- What you have to do
In the entries below, find the lines that contain the word "this" and copy them.

- The data

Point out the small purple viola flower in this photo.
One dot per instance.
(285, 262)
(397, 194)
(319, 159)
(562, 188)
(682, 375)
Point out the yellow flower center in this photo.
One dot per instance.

...

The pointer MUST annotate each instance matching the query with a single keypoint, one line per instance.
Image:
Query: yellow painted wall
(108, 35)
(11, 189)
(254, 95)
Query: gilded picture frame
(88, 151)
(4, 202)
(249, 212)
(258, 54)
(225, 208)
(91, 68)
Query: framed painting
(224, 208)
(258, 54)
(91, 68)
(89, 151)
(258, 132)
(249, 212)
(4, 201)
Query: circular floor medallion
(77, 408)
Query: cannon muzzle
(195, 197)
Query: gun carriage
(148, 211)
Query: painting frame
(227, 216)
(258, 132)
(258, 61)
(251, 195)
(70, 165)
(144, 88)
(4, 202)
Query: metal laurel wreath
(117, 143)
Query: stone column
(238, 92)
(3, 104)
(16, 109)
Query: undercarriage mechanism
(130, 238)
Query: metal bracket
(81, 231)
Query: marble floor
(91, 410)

- Your solution
Point out the small purple viola flower in this photo.
Point out the yellow flower center in this photo.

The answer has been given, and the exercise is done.